Text segment:
In programming languages we often build “data” out of sums (either this kind of thing or that kind of thing) and products (this kind of thing and that kind of thing together), and every serializable notion of data, like binary, Unicode text, JSON, etc. falls into that pattern pretty easily. But right down at the lowest level, when we encode a binary bit (or boolean value) as “either 0 or 1″… when the “kind of thing” is a 0, what does it take to store it? Nothing; if we know we’re trying to read something of kind 0, we already know the value without even looking at the data. The same goes for 1. It turns out a bit is just “either this or that” when we only care about the branch itself, not what this or that actually represent. Our algorithms could actually be operating on secretly richer data structures, and they just happen to ignore that substructure.
In most languages, we can hold state containers and external references in our data structures, even though they don’t have the same serializable nature as sums or products. Many utilities that operate on data structures (say, a utility that reverses a list) will simply leave these exotic values alone. The secretly rich substructure actually exists, and it’s crucial to the other parts of the program.
A more common word to use to discuss this secrecy is polymorphism. If a utility really doesn’t care about what type it’s dealing with, it’s polymorphic in that type. Often things are polymorphic only up to some condition on the types involved, and conditions on individual types tend to be represented as types of their own. Implications between conditions are subtyping relations: A is a subtype of B iff A’s condition is sufficient to ensure B’s condition.
Reactive programming turns programming on its head in the following way: Suppose sums represent decisions that change over time, rather than eternally fixed, serializable bits. It turns out most of our programming patterns are actually polymorphic enough to continue making sense under this interpretation. Naively, we can just run our programs over and over every time a decision changes.
Dependent typing turns programming on its head in a similar way: Suppose every value is associated with some other value (its type) that represents what we know about that value at compile time. Unlike in many kinds of static typing, dependent typing breaks down boundaries that typically distinguish types from values, and a polymorphic utility can potentially work on types as easily as it works on values, so that some of our existing programming patterns can essentially be used for extending the compiler.

Dataset records:
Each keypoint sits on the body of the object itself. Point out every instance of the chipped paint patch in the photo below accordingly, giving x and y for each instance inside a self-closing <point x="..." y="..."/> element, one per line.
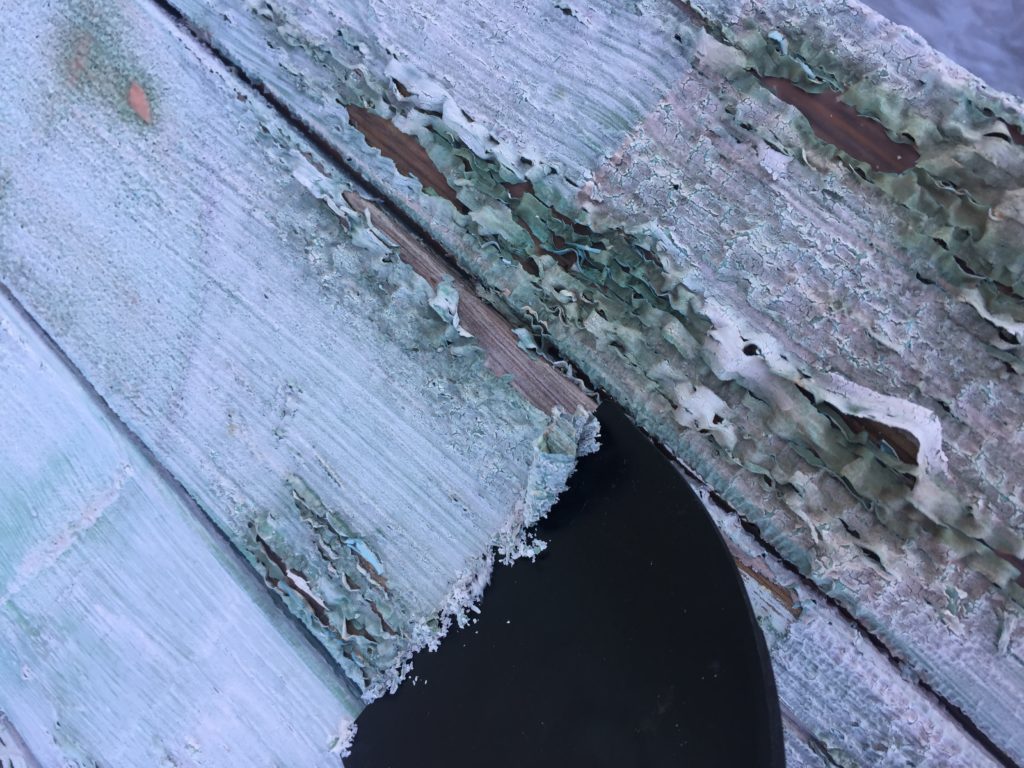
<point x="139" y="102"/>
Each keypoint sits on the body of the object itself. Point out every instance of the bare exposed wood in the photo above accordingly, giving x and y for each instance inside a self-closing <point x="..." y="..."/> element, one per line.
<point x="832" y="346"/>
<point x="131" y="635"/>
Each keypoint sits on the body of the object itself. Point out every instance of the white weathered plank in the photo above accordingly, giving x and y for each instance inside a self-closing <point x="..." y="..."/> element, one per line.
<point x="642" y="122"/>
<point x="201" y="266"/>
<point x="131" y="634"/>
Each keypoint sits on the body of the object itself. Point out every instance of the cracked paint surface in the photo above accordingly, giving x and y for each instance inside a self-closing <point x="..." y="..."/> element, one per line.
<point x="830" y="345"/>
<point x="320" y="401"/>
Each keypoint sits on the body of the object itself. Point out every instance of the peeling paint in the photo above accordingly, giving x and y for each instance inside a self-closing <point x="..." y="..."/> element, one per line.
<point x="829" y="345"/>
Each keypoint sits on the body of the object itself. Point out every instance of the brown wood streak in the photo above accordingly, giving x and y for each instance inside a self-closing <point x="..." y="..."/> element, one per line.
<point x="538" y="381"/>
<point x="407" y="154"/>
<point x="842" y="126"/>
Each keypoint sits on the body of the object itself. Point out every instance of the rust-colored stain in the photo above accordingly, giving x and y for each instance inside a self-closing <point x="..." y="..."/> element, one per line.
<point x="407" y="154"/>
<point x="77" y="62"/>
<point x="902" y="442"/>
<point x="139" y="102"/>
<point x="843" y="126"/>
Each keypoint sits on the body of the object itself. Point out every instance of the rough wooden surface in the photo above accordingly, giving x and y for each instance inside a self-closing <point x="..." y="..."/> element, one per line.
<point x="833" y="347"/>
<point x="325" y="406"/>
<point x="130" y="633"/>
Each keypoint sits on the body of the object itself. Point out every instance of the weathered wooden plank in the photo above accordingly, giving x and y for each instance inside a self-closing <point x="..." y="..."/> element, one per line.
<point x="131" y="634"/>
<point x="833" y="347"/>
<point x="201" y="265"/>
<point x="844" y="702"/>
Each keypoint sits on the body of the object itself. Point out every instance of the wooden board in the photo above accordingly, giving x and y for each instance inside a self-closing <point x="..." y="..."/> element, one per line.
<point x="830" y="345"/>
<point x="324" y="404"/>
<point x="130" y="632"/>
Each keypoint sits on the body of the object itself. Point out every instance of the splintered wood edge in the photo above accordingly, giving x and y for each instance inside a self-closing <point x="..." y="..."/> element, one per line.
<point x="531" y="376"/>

Challenge A: Translate this sentence from the text on programming into Spanish: "If a utility really doesn’t care about what type it’s dealing with, it’s polymorphic in that type."
Challenge B: Repeat the stretch of the text on programming from "In most languages, we" through "of the program.", switching "exotic values" to "unusual values".

Written answer A: Si una utilidad realmente no se preocupa por el tipo con el que está tratando, es polimórfica en ese tipo.

Written answer B:
In most languages, we can hold state containers and external references in our data structures, even though they don’t have the same serializable nature as sums or products. Many utilities that operate on data structures (say, a utility that reverses a list) will simply leave these unusual values alone. The secretly rich substructure actually exists, and it’s crucial to the other parts of the program.